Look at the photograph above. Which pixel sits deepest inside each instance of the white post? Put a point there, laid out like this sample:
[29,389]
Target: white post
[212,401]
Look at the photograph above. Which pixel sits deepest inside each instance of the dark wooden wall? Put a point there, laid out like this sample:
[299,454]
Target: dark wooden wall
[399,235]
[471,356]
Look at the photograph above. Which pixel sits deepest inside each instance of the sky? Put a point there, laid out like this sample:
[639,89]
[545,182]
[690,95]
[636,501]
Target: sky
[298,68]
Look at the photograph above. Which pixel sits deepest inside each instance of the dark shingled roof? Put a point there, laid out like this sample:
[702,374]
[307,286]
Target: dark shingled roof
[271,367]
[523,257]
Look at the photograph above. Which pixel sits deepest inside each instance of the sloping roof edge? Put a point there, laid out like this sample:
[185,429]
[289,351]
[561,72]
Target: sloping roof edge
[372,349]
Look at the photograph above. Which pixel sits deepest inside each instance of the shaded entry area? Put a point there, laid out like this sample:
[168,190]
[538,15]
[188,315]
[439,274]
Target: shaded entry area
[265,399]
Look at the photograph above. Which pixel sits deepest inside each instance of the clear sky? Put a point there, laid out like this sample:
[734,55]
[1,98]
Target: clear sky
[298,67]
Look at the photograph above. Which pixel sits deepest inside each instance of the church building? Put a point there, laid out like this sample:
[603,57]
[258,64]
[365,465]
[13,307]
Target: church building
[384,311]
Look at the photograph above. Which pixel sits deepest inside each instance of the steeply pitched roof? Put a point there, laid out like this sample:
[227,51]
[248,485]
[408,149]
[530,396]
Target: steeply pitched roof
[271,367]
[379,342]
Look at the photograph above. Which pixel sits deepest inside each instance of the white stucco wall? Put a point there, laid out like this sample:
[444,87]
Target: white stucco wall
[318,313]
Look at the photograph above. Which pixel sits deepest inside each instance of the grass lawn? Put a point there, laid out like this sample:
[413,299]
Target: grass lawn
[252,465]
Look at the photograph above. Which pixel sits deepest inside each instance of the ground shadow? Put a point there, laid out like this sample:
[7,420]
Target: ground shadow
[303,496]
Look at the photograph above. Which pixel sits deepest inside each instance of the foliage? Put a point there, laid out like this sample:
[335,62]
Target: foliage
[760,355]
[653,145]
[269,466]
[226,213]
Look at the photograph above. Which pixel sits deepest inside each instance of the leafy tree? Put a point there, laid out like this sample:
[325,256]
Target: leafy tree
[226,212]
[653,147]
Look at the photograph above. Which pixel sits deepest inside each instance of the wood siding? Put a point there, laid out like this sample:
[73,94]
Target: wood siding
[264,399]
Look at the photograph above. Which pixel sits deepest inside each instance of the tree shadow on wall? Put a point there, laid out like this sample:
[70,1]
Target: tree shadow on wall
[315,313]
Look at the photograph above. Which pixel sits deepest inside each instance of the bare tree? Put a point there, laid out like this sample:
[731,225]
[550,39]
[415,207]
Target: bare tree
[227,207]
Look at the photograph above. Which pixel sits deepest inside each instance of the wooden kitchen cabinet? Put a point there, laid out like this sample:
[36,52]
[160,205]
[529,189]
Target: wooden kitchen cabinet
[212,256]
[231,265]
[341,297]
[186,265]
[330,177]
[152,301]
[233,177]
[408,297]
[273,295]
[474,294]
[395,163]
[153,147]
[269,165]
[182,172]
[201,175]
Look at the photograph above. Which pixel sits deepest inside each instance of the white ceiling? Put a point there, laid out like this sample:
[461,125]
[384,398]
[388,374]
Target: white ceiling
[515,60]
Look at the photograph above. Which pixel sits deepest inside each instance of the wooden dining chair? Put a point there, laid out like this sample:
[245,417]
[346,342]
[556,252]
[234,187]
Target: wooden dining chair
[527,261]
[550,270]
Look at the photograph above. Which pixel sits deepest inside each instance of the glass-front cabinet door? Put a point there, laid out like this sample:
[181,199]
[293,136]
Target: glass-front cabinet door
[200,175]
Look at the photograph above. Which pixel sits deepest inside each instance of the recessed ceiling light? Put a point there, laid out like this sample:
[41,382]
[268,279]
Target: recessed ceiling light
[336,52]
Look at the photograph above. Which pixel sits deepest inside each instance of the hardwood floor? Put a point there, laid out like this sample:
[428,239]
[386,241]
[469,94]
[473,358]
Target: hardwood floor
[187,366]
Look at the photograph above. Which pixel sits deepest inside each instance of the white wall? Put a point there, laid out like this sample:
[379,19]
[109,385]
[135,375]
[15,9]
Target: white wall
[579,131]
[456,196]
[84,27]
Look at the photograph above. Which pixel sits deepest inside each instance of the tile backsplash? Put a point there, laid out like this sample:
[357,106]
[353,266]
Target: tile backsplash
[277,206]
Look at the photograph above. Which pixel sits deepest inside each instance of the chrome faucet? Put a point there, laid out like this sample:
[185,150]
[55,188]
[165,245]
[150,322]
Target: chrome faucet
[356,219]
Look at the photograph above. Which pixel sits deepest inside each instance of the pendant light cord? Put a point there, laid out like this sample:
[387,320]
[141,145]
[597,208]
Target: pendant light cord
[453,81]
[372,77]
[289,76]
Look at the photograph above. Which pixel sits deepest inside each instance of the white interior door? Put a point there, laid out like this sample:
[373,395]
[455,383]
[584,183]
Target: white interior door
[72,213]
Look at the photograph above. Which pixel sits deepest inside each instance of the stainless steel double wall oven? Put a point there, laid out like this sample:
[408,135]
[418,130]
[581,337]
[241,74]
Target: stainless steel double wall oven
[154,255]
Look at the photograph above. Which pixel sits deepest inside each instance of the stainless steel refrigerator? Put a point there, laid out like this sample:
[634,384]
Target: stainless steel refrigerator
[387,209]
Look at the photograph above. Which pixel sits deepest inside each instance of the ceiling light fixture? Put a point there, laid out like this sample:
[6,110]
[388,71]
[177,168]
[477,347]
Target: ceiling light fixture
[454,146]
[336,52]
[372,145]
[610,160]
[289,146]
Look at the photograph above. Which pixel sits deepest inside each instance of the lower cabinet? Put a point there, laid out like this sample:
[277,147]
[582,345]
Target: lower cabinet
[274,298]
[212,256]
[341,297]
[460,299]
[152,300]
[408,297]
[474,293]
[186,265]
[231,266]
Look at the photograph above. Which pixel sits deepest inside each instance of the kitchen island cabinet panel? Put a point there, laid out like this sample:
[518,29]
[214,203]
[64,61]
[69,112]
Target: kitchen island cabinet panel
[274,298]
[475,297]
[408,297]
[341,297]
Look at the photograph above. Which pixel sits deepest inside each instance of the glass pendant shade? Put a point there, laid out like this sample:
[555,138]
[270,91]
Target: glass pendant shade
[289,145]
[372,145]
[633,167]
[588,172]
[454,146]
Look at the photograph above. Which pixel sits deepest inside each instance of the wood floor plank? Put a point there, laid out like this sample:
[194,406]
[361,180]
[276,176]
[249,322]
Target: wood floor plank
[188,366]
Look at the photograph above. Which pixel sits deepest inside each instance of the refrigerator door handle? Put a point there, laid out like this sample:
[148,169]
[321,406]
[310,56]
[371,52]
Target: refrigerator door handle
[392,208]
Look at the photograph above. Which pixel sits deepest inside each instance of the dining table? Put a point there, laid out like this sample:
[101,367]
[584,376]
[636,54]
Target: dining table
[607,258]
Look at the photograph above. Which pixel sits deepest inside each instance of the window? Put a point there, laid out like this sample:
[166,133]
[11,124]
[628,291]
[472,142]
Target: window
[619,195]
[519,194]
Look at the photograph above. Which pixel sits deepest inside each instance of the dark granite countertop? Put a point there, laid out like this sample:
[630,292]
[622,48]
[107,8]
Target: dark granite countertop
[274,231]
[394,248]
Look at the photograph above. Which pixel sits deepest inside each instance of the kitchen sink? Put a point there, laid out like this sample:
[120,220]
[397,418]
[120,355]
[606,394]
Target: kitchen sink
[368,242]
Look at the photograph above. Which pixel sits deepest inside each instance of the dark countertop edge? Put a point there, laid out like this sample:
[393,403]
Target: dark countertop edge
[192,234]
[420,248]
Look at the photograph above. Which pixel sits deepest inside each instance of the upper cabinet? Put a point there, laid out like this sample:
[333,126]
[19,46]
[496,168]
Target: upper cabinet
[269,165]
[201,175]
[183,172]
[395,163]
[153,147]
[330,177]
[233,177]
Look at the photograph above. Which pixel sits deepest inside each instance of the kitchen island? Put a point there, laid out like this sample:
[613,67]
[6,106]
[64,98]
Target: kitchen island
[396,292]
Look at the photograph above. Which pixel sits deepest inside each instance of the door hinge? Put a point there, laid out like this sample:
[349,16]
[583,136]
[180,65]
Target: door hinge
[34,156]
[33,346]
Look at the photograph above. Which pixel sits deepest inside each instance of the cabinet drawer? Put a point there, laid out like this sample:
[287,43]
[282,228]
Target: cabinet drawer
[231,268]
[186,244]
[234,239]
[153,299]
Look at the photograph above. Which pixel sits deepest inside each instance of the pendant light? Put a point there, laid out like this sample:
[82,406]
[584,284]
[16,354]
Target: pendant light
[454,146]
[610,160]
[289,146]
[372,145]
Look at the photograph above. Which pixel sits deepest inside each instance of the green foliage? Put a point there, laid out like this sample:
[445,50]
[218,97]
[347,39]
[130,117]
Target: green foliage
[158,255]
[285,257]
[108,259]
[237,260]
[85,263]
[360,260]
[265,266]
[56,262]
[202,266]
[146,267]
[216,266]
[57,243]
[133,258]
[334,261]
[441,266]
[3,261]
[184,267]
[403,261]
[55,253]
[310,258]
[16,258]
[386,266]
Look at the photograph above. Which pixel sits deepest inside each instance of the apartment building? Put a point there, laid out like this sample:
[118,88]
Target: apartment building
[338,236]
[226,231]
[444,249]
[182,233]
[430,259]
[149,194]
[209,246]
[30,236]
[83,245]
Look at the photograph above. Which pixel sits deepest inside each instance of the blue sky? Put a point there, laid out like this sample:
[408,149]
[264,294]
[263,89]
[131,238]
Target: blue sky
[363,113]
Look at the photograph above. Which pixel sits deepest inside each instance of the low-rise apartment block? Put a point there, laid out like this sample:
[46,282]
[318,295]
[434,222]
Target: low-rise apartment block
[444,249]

# What is needed
With the line containing "of the green" as the start and the last line of the material above as the end, copy that run of lines exactly, both ends included, and nothing more.

# Answer box
Look at the photograph above. Which pixel sits deepest inside each instance of the green foliage? Put a point there, laid out like this sample:
[445,50]
[218,97]
[347,39]
[130,117]
Target: green foliage
[158,255]
[285,257]
[108,259]
[237,260]
[85,263]
[360,260]
[265,266]
[56,262]
[202,266]
[146,267]
[216,266]
[57,243]
[133,258]
[334,261]
[441,266]
[3,261]
[184,267]
[403,261]
[55,253]
[310,258]
[16,258]
[386,266]
Look at the photograph above. Which pixel sits deepest inside each instance of the apartment building? Put a point there, laid out like this sample:
[118,88]
Target: apartment building
[338,236]
[226,231]
[444,249]
[182,233]
[430,259]
[149,194]
[209,246]
[30,236]
[83,245]
Look at the photograph above. Which pixel sits deepest inside each instance of the blue sky? Put a point there, laid out like this sample:
[408,149]
[264,294]
[263,89]
[131,238]
Target: blue sky
[363,113]
Look at the photograph above. Which pixel sits deepest inside each instance of the low-rise apartment block? Put a point there, laid out like this sample:
[46,282]
[318,295]
[434,222]
Target: low-rise apartment block
[444,249]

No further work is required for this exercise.